[Items listed in a dataset]
====================

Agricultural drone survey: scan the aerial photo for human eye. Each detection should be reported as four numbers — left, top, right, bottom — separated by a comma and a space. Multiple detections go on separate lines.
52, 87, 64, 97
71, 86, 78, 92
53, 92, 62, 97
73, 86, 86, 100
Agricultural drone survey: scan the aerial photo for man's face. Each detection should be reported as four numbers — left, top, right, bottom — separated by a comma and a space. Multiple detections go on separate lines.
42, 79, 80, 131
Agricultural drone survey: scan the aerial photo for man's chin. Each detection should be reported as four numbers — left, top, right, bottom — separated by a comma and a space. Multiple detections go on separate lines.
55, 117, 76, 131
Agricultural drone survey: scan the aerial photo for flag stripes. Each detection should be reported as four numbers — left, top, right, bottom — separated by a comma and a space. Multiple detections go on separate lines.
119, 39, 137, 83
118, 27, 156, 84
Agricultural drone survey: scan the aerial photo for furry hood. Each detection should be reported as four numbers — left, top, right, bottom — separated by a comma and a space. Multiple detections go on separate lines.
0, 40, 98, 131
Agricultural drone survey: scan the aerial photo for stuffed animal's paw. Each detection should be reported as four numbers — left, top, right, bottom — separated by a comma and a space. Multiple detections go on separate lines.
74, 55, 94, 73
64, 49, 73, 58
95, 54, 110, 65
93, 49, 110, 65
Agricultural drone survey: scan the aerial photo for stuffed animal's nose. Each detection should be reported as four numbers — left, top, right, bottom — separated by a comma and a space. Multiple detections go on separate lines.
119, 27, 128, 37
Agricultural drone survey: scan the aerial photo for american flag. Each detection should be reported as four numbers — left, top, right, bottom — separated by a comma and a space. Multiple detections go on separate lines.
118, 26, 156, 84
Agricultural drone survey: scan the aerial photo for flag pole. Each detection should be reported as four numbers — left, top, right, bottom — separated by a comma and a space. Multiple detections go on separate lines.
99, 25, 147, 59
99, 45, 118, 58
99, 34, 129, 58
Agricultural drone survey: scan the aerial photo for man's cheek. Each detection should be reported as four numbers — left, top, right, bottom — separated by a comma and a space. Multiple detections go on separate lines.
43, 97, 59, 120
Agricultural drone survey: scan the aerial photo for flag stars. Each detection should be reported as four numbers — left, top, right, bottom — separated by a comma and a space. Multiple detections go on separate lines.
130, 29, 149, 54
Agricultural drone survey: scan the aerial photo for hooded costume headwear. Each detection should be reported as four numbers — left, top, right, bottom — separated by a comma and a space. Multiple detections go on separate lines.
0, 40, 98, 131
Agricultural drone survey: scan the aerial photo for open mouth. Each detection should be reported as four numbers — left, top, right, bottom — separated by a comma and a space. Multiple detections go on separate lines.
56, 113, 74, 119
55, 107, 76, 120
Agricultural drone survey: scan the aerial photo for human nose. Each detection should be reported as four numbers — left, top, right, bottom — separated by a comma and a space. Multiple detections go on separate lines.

====================

[What you are asked to do] From the line with "Agricultural drone survey: scan the aerial photo for american" through the final line of the records, return each line exactly. Leave out the rest.

[Finished task]
Agricultural drone survey: scan the aerial photo for american flag. Each detection should be reported as four numbers — left, top, right, bottom — separated by a comma and a space. Multiple detections go on separate lines.
118, 26, 156, 84
Agricultural drone survey: scan the aerial photo for flag pole. Each detection should be reported as four numbers — left, top, right, bottom — separated by a comma and a space. Multiple detections go on separate lines.
99, 25, 147, 59
99, 45, 118, 58
99, 34, 129, 58
Agricultural drone survey: scan the aerial photo for man's cheek. Each detection should be reported as four numbers — left, top, right, bottom — separated by a comma and a space. Multiple detections go on separate lines.
43, 97, 59, 120
Agricultural drone survey: scan the aerial photo for flag stars. Each detection should be reported as four numbers — left, top, right, bottom — separated by a comma and a space. Multiple detections go on separate lines.
130, 29, 149, 54
Agricultural drone survey: scan the aerial photo for hooded costume headwear. Each detection should be reported as four numbers — left, top, right, bottom — separated by a comma and a space. Multiple detections go on separate lines.
0, 40, 98, 131
Agricultural drone survey: scan the aerial photo for open mouth. Each detection should be reported as four numbers — left, top, right, bottom — separated by a comma and a space. Multiple detections go on separate lines.
56, 113, 74, 119
55, 107, 76, 120
Agricultural drone survey: scan the aerial photo for human nose. Each detection should be reported as four numbers — left, top, right, bottom — separated by a comma and a space. Multiple detections go on separate lines.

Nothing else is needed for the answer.